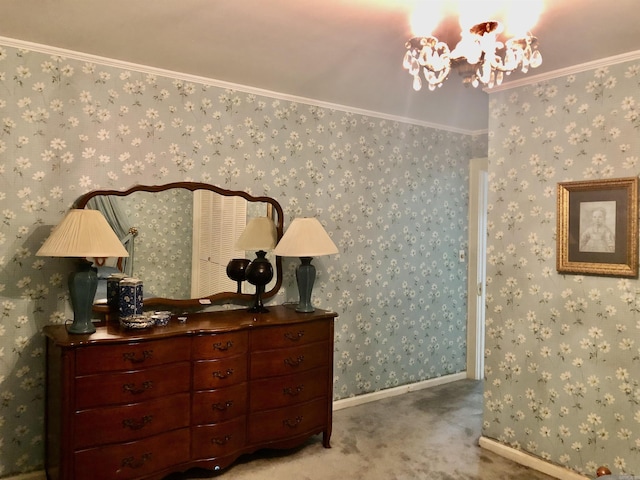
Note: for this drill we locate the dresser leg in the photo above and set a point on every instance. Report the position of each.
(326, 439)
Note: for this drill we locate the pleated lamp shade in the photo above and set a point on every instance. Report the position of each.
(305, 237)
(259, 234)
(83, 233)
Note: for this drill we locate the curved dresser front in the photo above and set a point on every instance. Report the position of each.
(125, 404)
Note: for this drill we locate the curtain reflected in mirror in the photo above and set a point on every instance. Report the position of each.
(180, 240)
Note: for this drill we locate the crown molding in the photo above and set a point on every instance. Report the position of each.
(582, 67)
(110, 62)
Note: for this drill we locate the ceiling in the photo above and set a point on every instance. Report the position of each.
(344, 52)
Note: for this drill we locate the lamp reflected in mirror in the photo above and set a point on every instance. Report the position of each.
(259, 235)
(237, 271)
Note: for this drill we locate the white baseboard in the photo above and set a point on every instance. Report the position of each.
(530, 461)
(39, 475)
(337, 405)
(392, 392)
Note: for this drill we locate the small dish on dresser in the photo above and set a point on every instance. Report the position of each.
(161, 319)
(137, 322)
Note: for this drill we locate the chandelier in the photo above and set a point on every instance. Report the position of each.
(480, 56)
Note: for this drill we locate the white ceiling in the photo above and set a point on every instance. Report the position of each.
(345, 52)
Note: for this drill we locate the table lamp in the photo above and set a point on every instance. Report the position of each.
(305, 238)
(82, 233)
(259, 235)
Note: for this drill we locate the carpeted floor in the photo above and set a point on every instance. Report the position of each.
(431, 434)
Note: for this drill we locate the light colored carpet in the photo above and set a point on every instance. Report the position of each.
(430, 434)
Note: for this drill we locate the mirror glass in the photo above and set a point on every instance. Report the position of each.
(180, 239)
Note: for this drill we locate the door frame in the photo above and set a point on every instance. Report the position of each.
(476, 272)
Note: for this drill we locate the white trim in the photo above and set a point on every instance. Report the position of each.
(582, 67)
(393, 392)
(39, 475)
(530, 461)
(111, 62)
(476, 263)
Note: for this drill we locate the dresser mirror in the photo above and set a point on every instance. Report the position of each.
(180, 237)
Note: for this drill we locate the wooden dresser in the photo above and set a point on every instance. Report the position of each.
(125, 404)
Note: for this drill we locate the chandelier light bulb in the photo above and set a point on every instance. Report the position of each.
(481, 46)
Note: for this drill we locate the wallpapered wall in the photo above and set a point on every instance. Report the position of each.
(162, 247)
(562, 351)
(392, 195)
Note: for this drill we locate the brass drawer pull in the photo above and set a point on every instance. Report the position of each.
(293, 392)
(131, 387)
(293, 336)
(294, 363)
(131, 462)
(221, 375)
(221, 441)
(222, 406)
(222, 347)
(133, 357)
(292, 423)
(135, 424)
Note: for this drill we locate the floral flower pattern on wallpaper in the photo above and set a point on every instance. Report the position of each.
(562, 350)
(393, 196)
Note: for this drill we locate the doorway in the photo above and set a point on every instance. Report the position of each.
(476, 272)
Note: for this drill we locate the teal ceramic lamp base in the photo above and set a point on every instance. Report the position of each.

+-------+

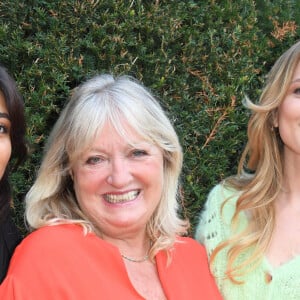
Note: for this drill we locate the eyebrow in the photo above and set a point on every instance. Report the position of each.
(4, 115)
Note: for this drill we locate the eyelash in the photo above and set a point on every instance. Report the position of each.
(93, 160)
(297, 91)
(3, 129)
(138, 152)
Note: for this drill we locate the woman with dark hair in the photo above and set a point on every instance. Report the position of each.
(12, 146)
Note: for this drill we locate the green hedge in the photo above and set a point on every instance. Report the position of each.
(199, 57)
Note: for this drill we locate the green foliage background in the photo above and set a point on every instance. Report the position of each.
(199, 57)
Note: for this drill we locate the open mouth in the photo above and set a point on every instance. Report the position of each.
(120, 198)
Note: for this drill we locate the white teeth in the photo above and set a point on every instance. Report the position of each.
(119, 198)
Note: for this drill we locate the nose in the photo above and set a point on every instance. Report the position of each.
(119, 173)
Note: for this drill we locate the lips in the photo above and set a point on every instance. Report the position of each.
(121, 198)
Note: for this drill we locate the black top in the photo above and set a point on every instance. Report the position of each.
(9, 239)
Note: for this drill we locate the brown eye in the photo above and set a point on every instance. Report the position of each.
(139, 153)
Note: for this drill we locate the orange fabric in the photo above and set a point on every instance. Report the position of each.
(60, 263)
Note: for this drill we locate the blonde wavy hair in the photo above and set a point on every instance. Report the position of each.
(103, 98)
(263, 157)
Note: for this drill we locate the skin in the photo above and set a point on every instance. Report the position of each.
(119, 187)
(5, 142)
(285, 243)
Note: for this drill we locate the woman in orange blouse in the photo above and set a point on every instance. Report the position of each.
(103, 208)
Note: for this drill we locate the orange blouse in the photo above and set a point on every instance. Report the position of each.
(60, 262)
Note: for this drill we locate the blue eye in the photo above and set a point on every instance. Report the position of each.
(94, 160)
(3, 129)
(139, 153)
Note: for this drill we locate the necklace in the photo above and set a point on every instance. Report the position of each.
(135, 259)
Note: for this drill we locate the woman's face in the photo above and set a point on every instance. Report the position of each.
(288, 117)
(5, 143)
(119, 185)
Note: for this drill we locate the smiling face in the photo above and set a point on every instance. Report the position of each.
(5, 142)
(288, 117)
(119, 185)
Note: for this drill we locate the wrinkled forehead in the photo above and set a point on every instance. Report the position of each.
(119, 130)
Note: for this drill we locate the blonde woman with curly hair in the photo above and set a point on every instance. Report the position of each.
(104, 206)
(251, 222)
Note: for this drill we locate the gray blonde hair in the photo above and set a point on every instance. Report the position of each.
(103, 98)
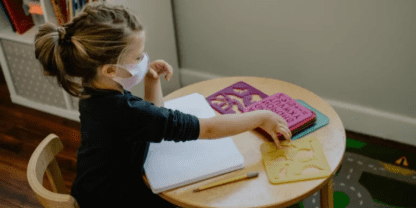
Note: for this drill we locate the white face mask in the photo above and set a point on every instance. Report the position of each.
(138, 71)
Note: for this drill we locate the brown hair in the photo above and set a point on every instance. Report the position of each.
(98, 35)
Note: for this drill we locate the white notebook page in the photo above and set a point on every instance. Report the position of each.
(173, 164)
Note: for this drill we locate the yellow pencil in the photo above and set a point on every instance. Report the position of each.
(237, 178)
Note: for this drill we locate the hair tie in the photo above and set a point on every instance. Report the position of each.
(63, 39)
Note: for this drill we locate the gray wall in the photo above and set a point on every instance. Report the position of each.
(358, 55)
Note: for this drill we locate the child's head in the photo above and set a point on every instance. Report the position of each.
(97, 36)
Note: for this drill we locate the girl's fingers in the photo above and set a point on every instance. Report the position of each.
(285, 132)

+-------+

Leave out every line above except those from the line with "Note: for this drill we locate the wooden" up to and including the line with "Note: for this drill we locate the teal", and copy those exactly.

Note: for this drill we locate the wooden dresser in the photo above and set a point on every instance. Report the position of each.
(125, 404)
Note: for this drill we locate the chandelier light bulb in the photo above and set a point on every instance. Report the position of each.
(481, 46)
Note: for this drill we locate the wallpapered wall in the photo above and set a point on every instance. Report the position of each.
(162, 247)
(562, 351)
(392, 195)
Note: for this drill we locate the brass drawer pull in the photo above and set a point on every instance. Report the position of each.
(293, 392)
(131, 387)
(293, 336)
(294, 363)
(131, 462)
(221, 375)
(221, 441)
(222, 406)
(222, 347)
(133, 357)
(292, 423)
(135, 424)
Note: for this drill we locate the floral flower pattern on wallpaper in the photo above and set a point on every instance. Report the position of each.
(562, 350)
(393, 196)
Note: for this drill we locate the doorway in the photo above and set a point on every instance. Report the position of each.
(476, 272)
Note: for this drill we locate the teal ceramic lamp base in the photo above and set a point on every instance. Report the position of each.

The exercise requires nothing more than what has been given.